Collected data
****************************************

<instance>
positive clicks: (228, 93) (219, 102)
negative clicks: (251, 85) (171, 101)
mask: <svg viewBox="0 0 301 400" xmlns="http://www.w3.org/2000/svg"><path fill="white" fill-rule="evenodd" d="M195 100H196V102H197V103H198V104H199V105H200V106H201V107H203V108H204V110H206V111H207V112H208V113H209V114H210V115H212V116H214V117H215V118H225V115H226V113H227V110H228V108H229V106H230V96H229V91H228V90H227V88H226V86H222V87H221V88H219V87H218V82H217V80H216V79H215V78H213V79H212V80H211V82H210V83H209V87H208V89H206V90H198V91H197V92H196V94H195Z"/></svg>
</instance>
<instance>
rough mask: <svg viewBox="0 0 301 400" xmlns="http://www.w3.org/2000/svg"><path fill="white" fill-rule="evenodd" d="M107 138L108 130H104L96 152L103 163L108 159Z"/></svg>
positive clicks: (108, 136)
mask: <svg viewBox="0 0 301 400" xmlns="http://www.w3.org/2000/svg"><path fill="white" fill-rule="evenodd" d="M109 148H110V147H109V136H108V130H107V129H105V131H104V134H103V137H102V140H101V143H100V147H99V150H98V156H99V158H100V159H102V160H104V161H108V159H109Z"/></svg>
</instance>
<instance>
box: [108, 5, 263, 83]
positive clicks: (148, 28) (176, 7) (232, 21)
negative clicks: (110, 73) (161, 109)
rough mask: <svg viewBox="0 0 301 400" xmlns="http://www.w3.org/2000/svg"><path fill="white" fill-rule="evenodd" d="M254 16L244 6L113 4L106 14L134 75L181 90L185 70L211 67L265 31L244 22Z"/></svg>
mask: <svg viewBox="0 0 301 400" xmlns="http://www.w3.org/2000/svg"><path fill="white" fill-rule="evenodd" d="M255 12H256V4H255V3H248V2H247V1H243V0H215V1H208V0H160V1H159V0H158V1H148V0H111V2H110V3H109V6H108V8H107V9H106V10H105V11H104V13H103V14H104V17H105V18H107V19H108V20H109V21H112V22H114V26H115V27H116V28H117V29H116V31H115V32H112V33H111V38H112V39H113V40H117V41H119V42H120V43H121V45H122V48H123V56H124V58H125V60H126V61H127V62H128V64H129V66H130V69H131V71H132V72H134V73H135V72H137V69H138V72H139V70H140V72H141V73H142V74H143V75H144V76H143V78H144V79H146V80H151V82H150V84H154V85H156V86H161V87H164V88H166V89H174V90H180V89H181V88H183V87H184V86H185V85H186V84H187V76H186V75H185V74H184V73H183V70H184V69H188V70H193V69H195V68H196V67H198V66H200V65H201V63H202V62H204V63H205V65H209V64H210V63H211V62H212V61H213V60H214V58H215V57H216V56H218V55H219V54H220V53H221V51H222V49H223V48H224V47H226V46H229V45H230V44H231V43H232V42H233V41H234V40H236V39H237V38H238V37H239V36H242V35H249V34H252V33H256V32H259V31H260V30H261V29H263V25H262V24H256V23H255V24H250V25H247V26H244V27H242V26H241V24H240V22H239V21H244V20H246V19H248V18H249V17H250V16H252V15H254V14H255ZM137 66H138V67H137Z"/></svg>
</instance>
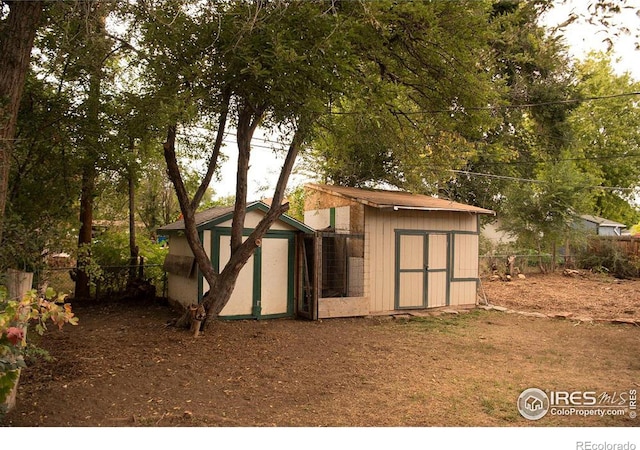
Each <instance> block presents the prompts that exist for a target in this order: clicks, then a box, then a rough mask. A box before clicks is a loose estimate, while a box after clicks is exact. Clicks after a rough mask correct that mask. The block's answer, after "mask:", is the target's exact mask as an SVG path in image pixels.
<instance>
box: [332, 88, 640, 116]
mask: <svg viewBox="0 0 640 450" xmlns="http://www.w3.org/2000/svg"><path fill="white" fill-rule="evenodd" d="M639 95H640V91H634V92H623V93H620V94H610V95H598V96H593V97H584V98H569V99H565V100H554V101H550V102H540V103H521V104H518V105H488V106H469V107H464V106H460V107H456V108H447V109H431V110H420V111H399V110H398V111H392V112H393V113H397V114H401V115H418V114H441V113H446V114H456V113H464V112H466V111H496V110H510V109H525V108H535V107H538V106H553V105H568V104H573V103H582V102H590V101H596V100H610V99H613V98H620V97H632V96H639ZM370 113H371V111H330V112H329V113H328V114H331V115H356V114H370Z"/></svg>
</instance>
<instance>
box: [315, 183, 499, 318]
mask: <svg viewBox="0 0 640 450" xmlns="http://www.w3.org/2000/svg"><path fill="white" fill-rule="evenodd" d="M481 214H491V215H493V214H494V212H493V211H490V210H487V209H483V208H478V207H475V206H470V205H466V204H462V203H457V202H453V201H449V200H445V199H439V198H434V197H430V196H426V195H417V194H411V193H408V192H400V191H383V190H366V189H356V188H349V187H339V186H330V185H319V184H309V185H307V186H306V197H305V215H304V221H305V224H307V225H308V226H310V227H312V228H315V229H316V230H319V231H317V232H316V240H315V247H314V254H315V257H314V263H313V264H312V266H313V268H314V270H313V275H314V277H315V287H316V289H315V297H314V303H315V305H314V306H315V308H314V310H313V311H312V313H313V316H314V318H327V317H347V316H363V315H372V314H393V313H396V312H401V311H405V312H406V311H407V310H418V309H427V308H434V307H446V306H456V307H460V306H473V305H475V304H476V298H477V288H478V282H479V274H478V270H479V269H478V238H479V232H480V225H479V216H480V215H481Z"/></svg>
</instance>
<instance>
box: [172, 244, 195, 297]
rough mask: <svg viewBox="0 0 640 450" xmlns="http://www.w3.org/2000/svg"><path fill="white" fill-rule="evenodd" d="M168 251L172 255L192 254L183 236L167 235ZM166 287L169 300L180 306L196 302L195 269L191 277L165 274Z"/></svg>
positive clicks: (191, 255)
mask: <svg viewBox="0 0 640 450" xmlns="http://www.w3.org/2000/svg"><path fill="white" fill-rule="evenodd" d="M169 251H170V252H171V254H174V255H180V256H193V252H192V251H191V248H190V247H189V243H188V242H187V238H186V237H184V236H178V235H171V236H170V237H169ZM167 288H168V292H167V295H168V297H169V300H171V301H175V302H178V303H180V304H181V305H182V306H185V307H187V306H189V305H191V304H193V303H197V302H198V283H197V276H196V271H194V273H193V276H192V277H191V278H186V277H181V276H179V275H175V274H172V273H169V274H167Z"/></svg>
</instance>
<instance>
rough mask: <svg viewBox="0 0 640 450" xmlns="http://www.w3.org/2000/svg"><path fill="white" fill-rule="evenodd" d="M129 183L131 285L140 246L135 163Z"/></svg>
mask: <svg viewBox="0 0 640 450" xmlns="http://www.w3.org/2000/svg"><path fill="white" fill-rule="evenodd" d="M129 149H130V150H131V153H132V155H131V156H132V158H133V156H134V155H133V152H134V150H135V148H134V141H133V139H131V140H130V141H129ZM127 176H128V181H129V283H131V282H133V280H135V278H136V266H137V265H138V254H139V251H138V246H137V245H136V197H135V195H136V182H135V173H134V169H133V162H132V163H130V164H129V170H128V173H127Z"/></svg>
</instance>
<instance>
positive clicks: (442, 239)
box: [395, 230, 450, 309]
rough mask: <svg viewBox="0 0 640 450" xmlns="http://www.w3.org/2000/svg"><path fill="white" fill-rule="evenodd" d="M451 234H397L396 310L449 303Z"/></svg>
mask: <svg viewBox="0 0 640 450" xmlns="http://www.w3.org/2000/svg"><path fill="white" fill-rule="evenodd" d="M449 255H450V238H449V233H443V232H427V231H422V230H396V245H395V261H396V273H395V308H396V309H420V308H427V307H436V306H445V305H447V304H448V303H449V301H448V300H449Z"/></svg>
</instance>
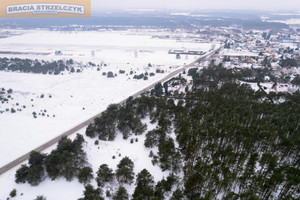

****************************************

Your goal:
Identify every line in the listing above that contains the string "positive", and copy each of those lines.

Task response:
positive clicks: (228, 93) (219, 102)
positive clicks: (108, 136)
positive clicks: (148, 28) (176, 7) (232, 21)
positive clicks: (191, 255)
positive clicks: (442, 239)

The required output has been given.